[所给文本]

RateLimiter的 SmoothBursty(非warmup预热)及SmoothWarmingUp(预热,冷启动)

时间:2022-07-26 16:47:36

SmoothBursty

主要思想

记录 1秒内的微秒数/permitsPerSencond = 时间间隔interval,每一个interval可获得一个令牌
根据允许使用多少秒内的令牌参数,计算出maxPermits
setRate时初始化下次interval时间,及storedPermits

acquire时,计算当前nowMicros,如果大于下次interval时间时间,则更新storedPermits和下次interval时间,计算storedPermits能否满足此次acquire,如果能,则需要等待的时间为0,如果不能,则计算还需要多少微秒等待,并在非同步块外执行sleep操作

如果其他线程已经刷新了nextFreeTicketMicros,会如下情况acquire是无timeout的

Thread 1: acquire 11 -> storedPermits不能满足要求 -> waitTime = (acquire - stored) * stableIntervalMicros -> nextFreeTicketMicros += waitMicros ----->  out lock sleep
Thread 2: acquire 2 -> nowMicros < nextFreeTicketMicros , stored = 0,被线程1消耗完了 -> freshPermits = requiredPermits - storedPermitsToSpend 即 = requiredPermits -> waitTime = freshPermits * stableIntervalMicros
-> nextFreeTicketMicros += waitTime,此时的nextFreeTicketMicros包含了Thread1需要等待的时间 -------> out lock sleep a longer time

tryAquire(num,timeout)逻辑

timeoutMicros = timeout.toMicros
lock()
nowMicros = ...
canAcquire = nextFreeTicketMicros <= nowMicros + timeoutMicros
if(!canAcquire){
 return false;
}
else{
  microsToWait = ...
} 
unlock()
sleep(microsToWait)

[任务要求] 请接着上面讲 RateLimiter 限流机制的这篇文章往下写，从它最后一行之后续起。

[数据集条目]
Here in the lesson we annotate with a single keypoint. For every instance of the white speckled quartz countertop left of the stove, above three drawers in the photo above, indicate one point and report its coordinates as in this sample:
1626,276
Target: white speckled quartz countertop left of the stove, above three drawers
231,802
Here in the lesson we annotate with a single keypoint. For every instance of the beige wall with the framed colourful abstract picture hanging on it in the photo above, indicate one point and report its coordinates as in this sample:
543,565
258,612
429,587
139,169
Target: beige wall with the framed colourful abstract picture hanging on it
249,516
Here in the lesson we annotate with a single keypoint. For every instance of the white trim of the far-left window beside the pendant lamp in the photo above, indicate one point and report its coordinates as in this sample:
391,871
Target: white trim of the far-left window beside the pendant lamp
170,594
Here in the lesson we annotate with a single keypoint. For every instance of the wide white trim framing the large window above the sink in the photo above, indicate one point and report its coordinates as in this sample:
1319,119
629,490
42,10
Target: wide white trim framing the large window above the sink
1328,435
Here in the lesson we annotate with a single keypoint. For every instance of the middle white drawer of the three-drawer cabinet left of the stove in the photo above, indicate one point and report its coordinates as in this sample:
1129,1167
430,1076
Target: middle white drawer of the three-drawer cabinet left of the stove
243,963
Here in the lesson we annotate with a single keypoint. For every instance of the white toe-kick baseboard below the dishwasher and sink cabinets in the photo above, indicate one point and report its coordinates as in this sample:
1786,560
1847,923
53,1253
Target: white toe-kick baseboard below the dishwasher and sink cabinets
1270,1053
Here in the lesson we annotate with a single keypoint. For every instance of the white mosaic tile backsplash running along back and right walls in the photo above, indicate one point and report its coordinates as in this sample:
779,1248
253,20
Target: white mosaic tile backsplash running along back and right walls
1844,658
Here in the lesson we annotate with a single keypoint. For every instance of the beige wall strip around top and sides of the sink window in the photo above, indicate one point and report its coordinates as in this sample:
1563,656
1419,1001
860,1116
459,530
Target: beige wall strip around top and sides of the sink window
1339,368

[书面回答]
return true;

SmoothWarmingUp

主要思想和SmoothBursty相似,由于带预热过程,刚开始由于availablePermitsAboveThreshold>0.0,速率会较慢,如果持续获取令牌,则会使availablePermitsAboveThreshold=0,速率变快

  • 从0->thresholdPermits,生成一个令牌的时间:stableIntervalMicros
  • 从thresholdPermits-> maxPermits ,生成一个令牌的时间:stableIntervalMicros + permits * slope;

    @Override
    final long reserveEarliestAvailable(int requiredPermits, long nowMicros) {
    resync(nowMicros);
    long returnValue = nextFreeTicketMicros;
    //当前需要且尽最大可能消费的
    double storedPermitsToSpend = min(requiredPermits, this.storedPermits);
    //新鲜permits个数,这些个数是一定会产生等待的,除了0
    double freshPermits = requiredPermits - storedPermitsToSpend;
    //计算需要wait的总时间
    long waitMicros =
    //非busty类型的storedPermitsToWaitTime直接返回0
    storedPermitsToWaitTime(this.storedPermits, storedPermitsToSpend)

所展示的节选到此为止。